Text:
::::

Also as an additional point: one reason I liked it much more than Lego is that
the system for connecting the pieces is much better. It doesn't fall apart (as
Lego is prone to), so it's possible to make machinery that actually does
stuff.

------
DaveSapien
This was brought into my school when I Was 7 or 8 for an afternoon.

Working with my classmates, it was the first time I didn't feel like an idiot.
I just simply 'go it' and knew how it worked.

I was quite let down when they took it away, and fobbed me off with an excuse
that I can't remember now.

It would take me over a decade to find that part of me, but we got there in
the end.

Thanks for the reminder (and the name) of this great toy.

------
bane
Oh gosh, I think I had a Capsela set. I didn't recognize the name but the
pictures brought back a nostalgia wave.

I don't think I ever got into them in the same way I got into tinker toys or
lego though.

------
JunkDNA
LOVED these as a kid. I loved building all sorts of fans and paddleboat
things. Only bummer was that my mom who knew jack about electronics was hyper-
paranoid that I was going to electrocute myself playing with them in water. I
used to sneak them into the bathroom and put them in the sink behind her back.

::::

Source material:

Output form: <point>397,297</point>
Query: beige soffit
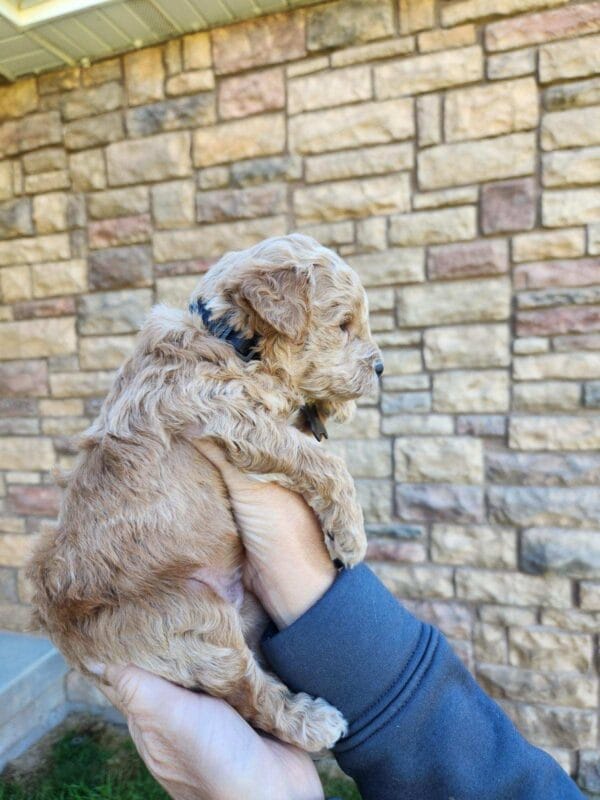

::::

The tasks:
- 1) Based on the Capsela thread, decide whether each statement agrees with it. Answer yes or no and quote the deciding words.
(a) The first commenter considers the way the pieces connect better than in Lego.
(b) At DaveSapien's school, the set stayed for a whole week.
(c) The user bane recognized the name Capsela right away.
- 2) From the Capsela thread, extract the passage from "I was quite" up to and including "a nostalgia wave.".
- 3) In the Capsela thread, where did JunkDNA secretly take the sets to play with them in water?

In response:
- 1)
(a) Yes: "the system for connecting the pieces is much better"
(b) No: "This was brought into my school when I Was 7 or 8 for an afternoon."
(c) No: "I didn't recognize the name but the pictures brought back a nostalgia wave."

- 2)
I was quite let down when they took it away, and fobbed me off with an excuse
that I can't remember now.

It would take me over a decade to find that part of me, but we got there in
the end.

Thanks for the reminder (and the name) of this great toy.

------
bane
Oh gosh, I think I had a Capsela set. I didn't recognize the name but the
pictures brought back a nostalgia wave.

- 3) JunkDNA snuck them into the bathroom and put them in the sink behind the mother's back.